DATA FOR THIS TASK:
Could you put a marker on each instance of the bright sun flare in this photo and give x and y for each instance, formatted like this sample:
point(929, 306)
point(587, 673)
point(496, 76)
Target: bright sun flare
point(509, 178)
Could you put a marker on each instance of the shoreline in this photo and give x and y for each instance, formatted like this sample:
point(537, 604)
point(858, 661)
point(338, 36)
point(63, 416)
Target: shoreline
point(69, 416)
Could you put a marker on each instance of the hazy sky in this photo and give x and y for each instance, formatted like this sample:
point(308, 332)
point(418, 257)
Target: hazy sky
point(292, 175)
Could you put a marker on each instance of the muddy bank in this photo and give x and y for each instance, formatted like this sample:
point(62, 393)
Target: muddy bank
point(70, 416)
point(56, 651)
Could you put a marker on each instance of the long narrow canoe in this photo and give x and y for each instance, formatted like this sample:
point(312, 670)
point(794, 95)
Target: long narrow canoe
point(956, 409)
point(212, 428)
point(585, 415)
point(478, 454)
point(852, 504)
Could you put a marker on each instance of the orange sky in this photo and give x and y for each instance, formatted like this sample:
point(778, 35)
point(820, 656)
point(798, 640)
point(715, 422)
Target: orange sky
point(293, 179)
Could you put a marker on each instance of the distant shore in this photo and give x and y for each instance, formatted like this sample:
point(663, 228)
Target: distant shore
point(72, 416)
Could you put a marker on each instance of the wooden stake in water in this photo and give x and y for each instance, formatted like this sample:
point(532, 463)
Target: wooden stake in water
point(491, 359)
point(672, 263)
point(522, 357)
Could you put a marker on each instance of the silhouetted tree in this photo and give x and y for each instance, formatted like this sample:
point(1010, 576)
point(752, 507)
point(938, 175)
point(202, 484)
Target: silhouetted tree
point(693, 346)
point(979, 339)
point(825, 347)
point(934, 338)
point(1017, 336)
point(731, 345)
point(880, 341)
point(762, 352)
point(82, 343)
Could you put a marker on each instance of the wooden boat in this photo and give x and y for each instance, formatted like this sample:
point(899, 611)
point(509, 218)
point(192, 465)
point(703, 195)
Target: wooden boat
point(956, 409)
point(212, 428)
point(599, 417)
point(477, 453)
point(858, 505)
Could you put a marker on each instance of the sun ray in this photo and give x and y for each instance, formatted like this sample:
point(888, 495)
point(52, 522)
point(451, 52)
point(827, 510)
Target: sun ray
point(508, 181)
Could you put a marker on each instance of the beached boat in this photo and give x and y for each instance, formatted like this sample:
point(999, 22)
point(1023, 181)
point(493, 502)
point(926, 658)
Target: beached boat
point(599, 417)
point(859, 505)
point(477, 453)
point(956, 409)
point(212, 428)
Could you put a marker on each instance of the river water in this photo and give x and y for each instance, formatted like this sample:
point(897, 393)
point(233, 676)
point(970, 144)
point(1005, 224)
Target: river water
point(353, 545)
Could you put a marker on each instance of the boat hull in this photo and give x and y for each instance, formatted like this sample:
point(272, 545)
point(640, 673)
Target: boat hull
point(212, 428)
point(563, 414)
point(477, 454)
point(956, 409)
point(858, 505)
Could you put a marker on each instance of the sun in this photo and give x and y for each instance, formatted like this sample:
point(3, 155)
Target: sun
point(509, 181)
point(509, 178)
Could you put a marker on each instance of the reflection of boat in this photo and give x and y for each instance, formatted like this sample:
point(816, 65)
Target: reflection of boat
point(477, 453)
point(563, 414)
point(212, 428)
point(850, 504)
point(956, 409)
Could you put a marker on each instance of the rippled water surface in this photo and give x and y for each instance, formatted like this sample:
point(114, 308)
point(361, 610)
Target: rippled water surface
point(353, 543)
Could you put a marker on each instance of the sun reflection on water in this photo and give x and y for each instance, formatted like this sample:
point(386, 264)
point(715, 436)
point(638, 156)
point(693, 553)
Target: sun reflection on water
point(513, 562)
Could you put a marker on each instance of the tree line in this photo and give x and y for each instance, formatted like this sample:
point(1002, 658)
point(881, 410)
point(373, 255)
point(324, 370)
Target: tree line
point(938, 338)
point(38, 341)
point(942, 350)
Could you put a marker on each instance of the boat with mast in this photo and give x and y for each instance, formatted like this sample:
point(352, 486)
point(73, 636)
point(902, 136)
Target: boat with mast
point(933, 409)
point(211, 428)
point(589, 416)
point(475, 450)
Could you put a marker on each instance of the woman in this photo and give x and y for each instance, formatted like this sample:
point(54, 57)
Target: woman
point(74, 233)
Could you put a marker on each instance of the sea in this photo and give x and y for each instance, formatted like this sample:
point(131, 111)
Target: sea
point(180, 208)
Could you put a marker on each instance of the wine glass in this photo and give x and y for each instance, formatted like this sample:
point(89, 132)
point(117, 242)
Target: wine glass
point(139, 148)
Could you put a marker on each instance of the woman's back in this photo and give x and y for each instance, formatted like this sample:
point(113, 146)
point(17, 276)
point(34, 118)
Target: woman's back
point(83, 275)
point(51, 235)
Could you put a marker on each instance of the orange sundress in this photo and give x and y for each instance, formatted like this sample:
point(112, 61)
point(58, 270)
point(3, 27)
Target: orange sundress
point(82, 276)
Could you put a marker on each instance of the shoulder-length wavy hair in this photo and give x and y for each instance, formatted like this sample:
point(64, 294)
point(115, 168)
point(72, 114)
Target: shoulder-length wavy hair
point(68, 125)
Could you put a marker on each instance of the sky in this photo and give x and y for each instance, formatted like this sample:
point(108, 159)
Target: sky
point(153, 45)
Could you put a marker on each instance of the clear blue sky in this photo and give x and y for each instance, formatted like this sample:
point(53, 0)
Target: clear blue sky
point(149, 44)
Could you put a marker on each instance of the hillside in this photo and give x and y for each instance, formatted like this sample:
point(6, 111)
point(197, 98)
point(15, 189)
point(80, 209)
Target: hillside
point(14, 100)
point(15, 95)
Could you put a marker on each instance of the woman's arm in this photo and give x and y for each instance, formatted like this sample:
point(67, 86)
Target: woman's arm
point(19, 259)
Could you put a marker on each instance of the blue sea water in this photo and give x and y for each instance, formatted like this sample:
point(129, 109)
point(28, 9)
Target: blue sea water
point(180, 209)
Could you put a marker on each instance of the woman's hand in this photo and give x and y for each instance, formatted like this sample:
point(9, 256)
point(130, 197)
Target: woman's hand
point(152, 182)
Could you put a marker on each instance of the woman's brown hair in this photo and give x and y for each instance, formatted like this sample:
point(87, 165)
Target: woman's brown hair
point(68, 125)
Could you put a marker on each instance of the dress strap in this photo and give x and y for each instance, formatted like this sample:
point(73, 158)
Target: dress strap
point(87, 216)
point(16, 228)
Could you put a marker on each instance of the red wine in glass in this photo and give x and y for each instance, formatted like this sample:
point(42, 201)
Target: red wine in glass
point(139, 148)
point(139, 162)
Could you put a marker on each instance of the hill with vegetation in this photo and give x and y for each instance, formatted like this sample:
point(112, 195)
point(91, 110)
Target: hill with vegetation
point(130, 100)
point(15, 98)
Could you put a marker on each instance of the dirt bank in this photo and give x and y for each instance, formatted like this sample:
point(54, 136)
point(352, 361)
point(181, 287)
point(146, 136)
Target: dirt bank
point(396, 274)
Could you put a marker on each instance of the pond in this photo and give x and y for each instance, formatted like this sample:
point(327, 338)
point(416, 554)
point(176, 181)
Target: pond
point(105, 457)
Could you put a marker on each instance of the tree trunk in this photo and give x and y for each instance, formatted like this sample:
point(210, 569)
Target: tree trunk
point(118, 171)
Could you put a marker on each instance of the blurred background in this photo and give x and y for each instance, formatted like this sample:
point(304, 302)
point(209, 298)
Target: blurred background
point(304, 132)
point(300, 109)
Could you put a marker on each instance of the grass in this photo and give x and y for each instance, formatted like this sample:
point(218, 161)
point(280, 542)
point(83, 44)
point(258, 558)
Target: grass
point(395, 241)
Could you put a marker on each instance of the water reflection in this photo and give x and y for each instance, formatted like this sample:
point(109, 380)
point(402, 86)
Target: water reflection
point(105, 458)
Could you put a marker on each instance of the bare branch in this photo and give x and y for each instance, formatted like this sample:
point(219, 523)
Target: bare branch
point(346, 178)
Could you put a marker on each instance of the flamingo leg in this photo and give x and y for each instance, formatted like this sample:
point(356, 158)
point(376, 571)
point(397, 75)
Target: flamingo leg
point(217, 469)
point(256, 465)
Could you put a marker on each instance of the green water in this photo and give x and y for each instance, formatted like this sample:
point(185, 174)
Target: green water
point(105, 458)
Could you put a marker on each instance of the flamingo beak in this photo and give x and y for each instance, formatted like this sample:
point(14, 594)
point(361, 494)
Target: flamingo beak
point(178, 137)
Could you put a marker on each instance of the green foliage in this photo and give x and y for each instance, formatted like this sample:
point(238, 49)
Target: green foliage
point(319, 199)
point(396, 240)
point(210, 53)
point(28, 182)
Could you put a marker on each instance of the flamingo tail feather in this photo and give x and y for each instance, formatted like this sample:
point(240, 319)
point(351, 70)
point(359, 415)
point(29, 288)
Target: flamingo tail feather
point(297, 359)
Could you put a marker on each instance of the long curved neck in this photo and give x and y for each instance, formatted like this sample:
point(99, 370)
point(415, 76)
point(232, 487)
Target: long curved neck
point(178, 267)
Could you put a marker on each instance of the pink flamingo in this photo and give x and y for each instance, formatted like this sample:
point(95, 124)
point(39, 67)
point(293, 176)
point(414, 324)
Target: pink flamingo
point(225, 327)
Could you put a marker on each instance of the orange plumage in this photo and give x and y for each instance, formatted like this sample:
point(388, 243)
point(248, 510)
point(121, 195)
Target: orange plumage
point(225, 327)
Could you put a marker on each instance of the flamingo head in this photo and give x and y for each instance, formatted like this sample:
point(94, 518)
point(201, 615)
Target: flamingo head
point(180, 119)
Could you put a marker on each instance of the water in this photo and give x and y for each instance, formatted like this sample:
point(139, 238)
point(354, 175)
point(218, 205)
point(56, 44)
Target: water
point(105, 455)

WRITTEN TASK: Please update the items above, from the line containing "Could you put a marker on each instance of the dress" through the line containing "point(300, 109)", by changing "dirt bank" to "mud bank" and leaving everything else unchanged.

THE ANSWER:
Could you put a marker on each instance of the dress strap in this photo and give x and y for each instance, formatted like this sample:
point(73, 158)
Target: dress strap
point(87, 216)
point(16, 228)
Could you put a marker on each instance of the red wine in glass in this photo and give x and y for each instance, formatted like this sample:
point(42, 201)
Target: red wine in glass
point(139, 148)
point(139, 162)
Could you put a marker on each instance of the hill with vegetation in this photo and give x and y for each instance, formatted like this sample:
point(112, 195)
point(91, 110)
Target: hill with vegetation
point(130, 100)
point(15, 98)
Could you put a marker on each instance of the mud bank in this photo and give x and y for each instance, formatted like this sample:
point(54, 136)
point(352, 361)
point(181, 287)
point(146, 136)
Target: mud bank
point(396, 274)
Could you put a marker on each instance of the pond in this photo and give x and y for each instance, formatted like this sample:
point(327, 338)
point(416, 554)
point(176, 181)
Target: pond
point(105, 457)
Could you put a marker on each instance of the tree trunk in this photo and give x and y for each instance, formatted like this sample:
point(210, 569)
Target: tree trunk
point(118, 171)
Could you put a marker on each instance of the blurred background in this photo and give x and y for each instance, formatted like this sample:
point(304, 302)
point(209, 298)
Target: blurred background
point(304, 132)
point(300, 109)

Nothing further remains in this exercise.